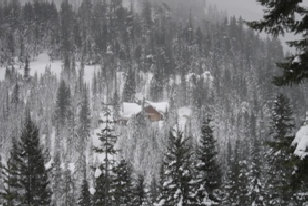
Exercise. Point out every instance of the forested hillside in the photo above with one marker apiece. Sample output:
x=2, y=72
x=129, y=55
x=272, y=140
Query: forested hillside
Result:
x=150, y=103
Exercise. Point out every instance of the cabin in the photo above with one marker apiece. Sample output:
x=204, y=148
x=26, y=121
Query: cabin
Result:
x=152, y=114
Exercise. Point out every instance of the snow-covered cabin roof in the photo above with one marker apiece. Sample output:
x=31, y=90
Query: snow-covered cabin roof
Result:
x=161, y=107
x=130, y=109
x=301, y=142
----
## Work to complete:
Please repeat the items above with every "photo" replaced by "image" and nothing else changed, leaving out the pictures.

## Task result:
Exercise. Point out every instance of the forested hillside in the image above with one marker apiece. Sample output:
x=2, y=72
x=129, y=55
x=272, y=140
Query: forested hillside
Result:
x=150, y=103
Exercise. Point out every instance of the cabin in the image above with one marker apiece. Sample output:
x=204, y=148
x=26, y=121
Query: cabin
Result:
x=152, y=114
Exercise. Point out every instance of the snow-covered cabin roof in the image above with one marker apiece. Sample output:
x=31, y=90
Query: snow-covered cabin roof
Result:
x=161, y=107
x=130, y=109
x=301, y=142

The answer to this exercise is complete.